Text shown =
====

Fewer commit conflicts meaning the tables representing column families are 
updated independently, rather than having to serialize commits to a single 
table. Perhaps with a wide table solution the commit logic could be enhanced to 
support things like concurrent overwrites to independent column families, but 
it seems like it would be fairly involved.


> On May 29, 2025, at 7:16 PM, Steven Wu <stevenz...@gmail.com> wrote:
> 
> Bryan, interesting approach to split horizontally across multiple tables. 
> 
> A few potential down sides
> * operational overhead. tables need to be managed consistently and probably 
> in some coordinated way
> * complex read
> * maybe fragile to enforce correctness (during join). It is robust to enforce 
> the stitching correctness at file group level in file reader and writer if 
> built in the table format.
> 
> > fewer commit conflicts
> 
> Can you elaborate on this one? Are those tables populated by streaming or 
> batch pipelines?
> 
> On Thu, May 29, 2025 at 5:03 PM Bryan Keller <brya...@gmail.com 
> <mailto:brya...@gmail.com>> wrote:
>> Hi everyone,
>> 
>> We have been investigating a wide table format internally for a similar use 
>> case, i.e. we have wide ML tables with features generated by different 
>> pipelines and teams but want a unified view of the data. We are comparing 
>> that against separate tables joined together using a shuffle-less join (e.g. 
>> storage partition join), along with a corresponding view.
>> 
>> The join/view approach seems to give us much of we need, with some added 
>> benefits like splitting up the metadata, fewer commit conflicts, and ability 
>> to share, nest, and swap "column families". The downsides are table 
>> management is split across multiple tables, it requires engine support of 
>> shuffle-less joins for best performance, and even then, scans probably won't 
>> be as optimal.
>> 
>> I'm curious if anyone had further thoughts on the two?
>> 
>> -Bryan
>> 
>> 
>> 
>>> On May 29, 2025, at 8:18 AM, Péter Váry <peter.vary.apa...@gmail.com 
>>> <mailto:peter.vary.apa...@gmail.com>> wrote:
>>> 
>>> I received feedback from Alkis regarding their Parquet optimization work. 
>>> Their internal testing shows promising results for reducing metadata size 
>>> and improving parsing performance. They plan to formalize a proposal for 
>>> these Parquet enhancements in the near future.
>>> 
>>> Meanwhile, I'm putting together our horizontal sharding proposal as a 
>>> complementary approach. Even with the Parquet metadata improvements, 
>>> horizontal sharding would provide additional benefits for:
>>> More efficient column-level updates
>>> Streamlined column additions
>>> Better handling of dominant columns that can cause RowGroup size imbalances 
>>> (placing these in separate files could significantly improve performance)
>>> Thanks, Peter
>>> 
>>> 
>>> 
>>> Péter Váry <peter.vary.apa...@gmail.com 
>>> <mailto:peter.vary.apa...@gmail.com>> ezt írta (időpont: 2025. máj. 28., 
>>> Sze, 15:39):
>>>> I would be happy to put together a proposal based on the inputs got here.

====

Extracted material =
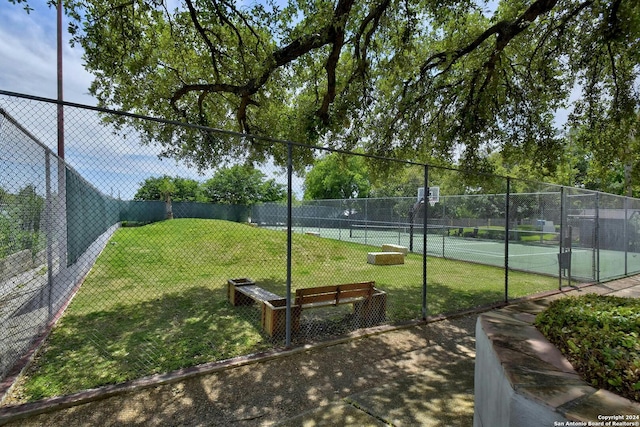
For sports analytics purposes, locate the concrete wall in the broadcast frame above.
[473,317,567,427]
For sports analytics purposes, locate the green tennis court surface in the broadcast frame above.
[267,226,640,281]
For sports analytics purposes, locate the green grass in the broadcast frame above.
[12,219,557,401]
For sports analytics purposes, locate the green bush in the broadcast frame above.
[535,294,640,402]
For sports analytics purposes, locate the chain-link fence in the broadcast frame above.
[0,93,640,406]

====

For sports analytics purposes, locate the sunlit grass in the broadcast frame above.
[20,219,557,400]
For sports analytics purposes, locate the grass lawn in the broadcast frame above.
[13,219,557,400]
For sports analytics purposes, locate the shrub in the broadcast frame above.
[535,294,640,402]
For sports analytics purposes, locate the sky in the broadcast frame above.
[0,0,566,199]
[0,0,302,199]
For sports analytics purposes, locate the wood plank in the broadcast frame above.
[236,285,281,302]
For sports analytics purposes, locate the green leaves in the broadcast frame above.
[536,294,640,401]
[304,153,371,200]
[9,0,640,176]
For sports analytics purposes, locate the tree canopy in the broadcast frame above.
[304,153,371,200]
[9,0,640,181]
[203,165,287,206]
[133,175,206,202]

====

Given task 1 =
Retype the stretch of the mailing-list thread on wide table formats from "Fewer commit conflicts meaning" through "across multiple tables.".
Given task 2 =
Lay out the records from the line containing "For sports analytics purposes, locate the sunlit" through the line containing "[0,0,302,199]" as a two-column CSV with the columns request and answer. Give one row per request, with each value in a single quoted field and its line breaks replaced by spaces.

Worked solution 1 =
Fewer commit conflicts meaning the tables representing column families are 
updated independently, rather than having to serialize commits to a single 
table. Perhaps with a wide table solution the commit logic could be enhanced to 
support things like concurrent overwrites to independent column families, but 
it seems like it would be fairly involved.


> On May 29, 2025, at 7:16 PM, Steven Wu <stevenz...@gmail.com> wrote:
> 
> Bryan, interesting approach to split horizontally across multiple tables.

Worked solution 2 =
request,answer
"For sports analytics purposes, locate the sunlit grass in the broadcast frame above.","[20,219,557,400]"
"For sports analytics purposes, locate the grass lawn in the broadcast frame above.","[13,219,557,400]"
"For sports analytics purposes, locate the shrub in the broadcast frame above.","[535,294,640,402]"
"For sports analytics purposes, locate the sky in the broadcast frame above.","[0,0,566,199] [0,0,302,199]"